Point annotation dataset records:

»»

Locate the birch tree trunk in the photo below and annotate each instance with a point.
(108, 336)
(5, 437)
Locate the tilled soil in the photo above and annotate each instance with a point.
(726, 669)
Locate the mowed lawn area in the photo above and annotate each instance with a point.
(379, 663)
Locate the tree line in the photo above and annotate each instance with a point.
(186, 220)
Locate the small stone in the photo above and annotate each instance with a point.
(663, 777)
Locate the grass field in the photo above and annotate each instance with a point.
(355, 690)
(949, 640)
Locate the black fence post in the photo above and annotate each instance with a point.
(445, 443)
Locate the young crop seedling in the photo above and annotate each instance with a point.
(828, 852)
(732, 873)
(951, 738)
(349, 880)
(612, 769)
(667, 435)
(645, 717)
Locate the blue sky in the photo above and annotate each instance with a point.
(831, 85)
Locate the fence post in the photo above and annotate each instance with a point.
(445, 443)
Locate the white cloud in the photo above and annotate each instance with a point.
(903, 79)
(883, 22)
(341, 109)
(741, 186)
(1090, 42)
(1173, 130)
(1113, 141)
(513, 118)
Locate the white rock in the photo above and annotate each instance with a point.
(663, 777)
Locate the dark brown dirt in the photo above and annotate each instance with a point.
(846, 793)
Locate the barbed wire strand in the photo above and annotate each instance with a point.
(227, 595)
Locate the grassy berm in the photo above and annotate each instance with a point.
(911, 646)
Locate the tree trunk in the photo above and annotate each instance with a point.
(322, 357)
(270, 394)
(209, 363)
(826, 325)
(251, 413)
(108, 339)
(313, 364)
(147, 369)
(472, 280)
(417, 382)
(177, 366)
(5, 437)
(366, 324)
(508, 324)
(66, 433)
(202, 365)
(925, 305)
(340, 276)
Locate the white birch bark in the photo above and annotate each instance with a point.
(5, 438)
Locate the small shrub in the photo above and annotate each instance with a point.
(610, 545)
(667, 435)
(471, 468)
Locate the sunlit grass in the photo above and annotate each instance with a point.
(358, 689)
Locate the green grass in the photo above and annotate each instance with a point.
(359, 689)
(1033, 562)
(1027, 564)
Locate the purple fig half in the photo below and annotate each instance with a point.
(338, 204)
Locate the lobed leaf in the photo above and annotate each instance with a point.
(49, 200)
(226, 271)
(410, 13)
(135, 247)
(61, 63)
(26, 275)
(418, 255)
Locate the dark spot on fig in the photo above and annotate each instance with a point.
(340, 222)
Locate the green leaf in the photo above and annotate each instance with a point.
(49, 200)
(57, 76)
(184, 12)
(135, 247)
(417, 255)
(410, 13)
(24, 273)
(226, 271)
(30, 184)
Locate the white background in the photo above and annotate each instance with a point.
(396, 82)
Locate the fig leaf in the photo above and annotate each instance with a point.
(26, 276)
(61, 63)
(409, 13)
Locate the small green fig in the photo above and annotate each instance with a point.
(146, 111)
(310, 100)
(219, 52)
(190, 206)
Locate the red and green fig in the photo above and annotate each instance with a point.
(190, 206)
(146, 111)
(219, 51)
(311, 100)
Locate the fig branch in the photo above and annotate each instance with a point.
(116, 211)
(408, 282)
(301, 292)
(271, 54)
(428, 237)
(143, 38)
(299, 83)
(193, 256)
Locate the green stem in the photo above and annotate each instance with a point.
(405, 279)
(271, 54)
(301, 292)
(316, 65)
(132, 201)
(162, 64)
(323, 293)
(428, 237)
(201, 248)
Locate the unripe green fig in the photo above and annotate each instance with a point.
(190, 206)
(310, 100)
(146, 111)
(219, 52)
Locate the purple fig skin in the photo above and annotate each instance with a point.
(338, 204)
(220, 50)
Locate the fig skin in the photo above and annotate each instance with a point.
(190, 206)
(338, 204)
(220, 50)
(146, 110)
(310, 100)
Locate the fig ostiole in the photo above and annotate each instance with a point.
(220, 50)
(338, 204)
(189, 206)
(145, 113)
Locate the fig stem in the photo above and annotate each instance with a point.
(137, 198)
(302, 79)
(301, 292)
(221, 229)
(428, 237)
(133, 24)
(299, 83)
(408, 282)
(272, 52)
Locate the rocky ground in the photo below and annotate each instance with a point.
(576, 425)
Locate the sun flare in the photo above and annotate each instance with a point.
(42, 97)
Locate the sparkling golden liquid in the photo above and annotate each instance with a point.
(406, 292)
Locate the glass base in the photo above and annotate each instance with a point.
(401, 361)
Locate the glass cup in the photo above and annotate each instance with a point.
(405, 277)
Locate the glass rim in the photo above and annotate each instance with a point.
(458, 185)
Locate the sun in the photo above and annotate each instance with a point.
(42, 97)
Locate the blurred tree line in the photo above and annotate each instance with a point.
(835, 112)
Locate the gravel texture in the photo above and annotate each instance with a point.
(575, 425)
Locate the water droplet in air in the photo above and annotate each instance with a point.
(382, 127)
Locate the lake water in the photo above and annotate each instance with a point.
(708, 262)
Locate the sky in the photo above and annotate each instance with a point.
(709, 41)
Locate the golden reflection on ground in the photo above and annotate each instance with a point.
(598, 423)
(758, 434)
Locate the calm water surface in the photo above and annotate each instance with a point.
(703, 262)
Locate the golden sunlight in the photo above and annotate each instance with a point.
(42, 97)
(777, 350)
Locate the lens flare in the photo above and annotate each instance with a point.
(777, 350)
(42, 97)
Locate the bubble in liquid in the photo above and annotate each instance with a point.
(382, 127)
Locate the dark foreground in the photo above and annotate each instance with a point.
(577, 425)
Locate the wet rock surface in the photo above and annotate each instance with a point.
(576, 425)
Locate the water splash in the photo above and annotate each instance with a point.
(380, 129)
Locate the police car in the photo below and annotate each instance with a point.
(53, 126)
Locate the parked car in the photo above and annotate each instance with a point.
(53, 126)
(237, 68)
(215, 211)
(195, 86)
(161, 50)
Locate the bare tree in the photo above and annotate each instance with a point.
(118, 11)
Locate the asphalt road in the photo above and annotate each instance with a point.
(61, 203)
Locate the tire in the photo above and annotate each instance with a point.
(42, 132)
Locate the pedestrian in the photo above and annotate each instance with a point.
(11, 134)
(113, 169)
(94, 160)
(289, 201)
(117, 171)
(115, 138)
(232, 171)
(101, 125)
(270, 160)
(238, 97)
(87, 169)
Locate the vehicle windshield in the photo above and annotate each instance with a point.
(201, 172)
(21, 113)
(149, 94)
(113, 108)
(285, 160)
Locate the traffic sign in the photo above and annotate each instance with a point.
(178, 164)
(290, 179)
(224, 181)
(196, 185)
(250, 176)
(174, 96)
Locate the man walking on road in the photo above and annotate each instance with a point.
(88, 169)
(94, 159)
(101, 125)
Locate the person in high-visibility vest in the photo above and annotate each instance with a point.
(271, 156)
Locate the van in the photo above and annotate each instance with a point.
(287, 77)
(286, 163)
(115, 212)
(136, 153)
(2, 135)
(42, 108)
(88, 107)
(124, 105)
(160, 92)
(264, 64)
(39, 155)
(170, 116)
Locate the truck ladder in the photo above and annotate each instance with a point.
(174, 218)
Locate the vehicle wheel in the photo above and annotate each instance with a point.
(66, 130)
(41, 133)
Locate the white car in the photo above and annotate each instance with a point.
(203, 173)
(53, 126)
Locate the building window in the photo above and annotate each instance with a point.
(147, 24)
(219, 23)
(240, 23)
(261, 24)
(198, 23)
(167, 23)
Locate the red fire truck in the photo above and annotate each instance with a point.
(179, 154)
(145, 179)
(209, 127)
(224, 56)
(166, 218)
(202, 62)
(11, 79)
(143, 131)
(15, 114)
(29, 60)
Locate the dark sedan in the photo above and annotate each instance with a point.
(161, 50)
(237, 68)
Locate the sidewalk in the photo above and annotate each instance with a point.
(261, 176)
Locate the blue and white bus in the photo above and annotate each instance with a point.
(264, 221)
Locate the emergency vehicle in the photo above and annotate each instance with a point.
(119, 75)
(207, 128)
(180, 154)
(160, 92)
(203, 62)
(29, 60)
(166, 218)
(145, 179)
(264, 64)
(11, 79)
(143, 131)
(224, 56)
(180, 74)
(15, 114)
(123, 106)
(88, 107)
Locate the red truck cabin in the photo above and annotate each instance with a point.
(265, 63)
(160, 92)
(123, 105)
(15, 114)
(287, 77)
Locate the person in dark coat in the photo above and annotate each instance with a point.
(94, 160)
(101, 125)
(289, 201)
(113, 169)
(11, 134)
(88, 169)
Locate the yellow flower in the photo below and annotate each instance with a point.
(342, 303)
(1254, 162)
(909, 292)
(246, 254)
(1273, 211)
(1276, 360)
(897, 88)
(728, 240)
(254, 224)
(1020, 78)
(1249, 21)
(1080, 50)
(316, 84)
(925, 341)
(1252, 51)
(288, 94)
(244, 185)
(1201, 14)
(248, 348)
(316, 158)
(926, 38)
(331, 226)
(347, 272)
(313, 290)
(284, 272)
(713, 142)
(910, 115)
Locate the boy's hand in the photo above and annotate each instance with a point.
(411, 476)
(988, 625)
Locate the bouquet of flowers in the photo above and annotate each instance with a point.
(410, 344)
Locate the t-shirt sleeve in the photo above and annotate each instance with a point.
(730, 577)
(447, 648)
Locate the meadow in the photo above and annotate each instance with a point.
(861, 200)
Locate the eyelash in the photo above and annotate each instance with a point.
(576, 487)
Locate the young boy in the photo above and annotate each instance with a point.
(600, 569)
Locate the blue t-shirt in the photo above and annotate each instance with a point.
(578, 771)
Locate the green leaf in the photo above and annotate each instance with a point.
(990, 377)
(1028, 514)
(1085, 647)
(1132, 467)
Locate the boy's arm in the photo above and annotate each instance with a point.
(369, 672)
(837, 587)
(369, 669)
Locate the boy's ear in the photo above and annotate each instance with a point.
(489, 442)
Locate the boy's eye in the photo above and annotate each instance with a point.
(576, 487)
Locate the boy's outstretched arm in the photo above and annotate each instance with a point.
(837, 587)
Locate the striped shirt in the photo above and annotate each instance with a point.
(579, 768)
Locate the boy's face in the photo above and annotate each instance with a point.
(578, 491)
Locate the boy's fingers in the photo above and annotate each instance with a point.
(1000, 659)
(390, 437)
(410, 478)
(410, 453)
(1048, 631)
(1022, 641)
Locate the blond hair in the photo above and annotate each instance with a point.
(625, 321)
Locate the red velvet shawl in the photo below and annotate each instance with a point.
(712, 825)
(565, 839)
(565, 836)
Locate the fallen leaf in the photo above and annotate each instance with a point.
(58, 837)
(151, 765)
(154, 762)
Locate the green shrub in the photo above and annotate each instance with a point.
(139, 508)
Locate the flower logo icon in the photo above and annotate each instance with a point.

««

## [WHAT YOU NEED TO DO]
Take the line with "Locate the boy's face" and all lines after it to the last line, and reproduce them exactly.

## [RESULT]
Locate the boy's face in the photo above and annotate each instance with a point.
(578, 491)
Locate the boy's fingers in the photo above and annotate each instance with a point.
(1000, 659)
(390, 437)
(410, 478)
(410, 453)
(1048, 631)
(1022, 641)
Locate the blond hair in the photo above and annotate each instance with a point.
(625, 321)
Locate the red velvet shawl in the photo below and annotate each instance with a point.
(712, 825)
(565, 839)
(565, 836)
Locate the fallen leaf in the photo above and annotate each instance with a point.
(58, 837)
(151, 765)
(154, 762)
Locate the green shrub in the photo above and annotate each instance with a point.
(139, 508)
Locate the flower logo icon in the photo above and annotate each instance with a point.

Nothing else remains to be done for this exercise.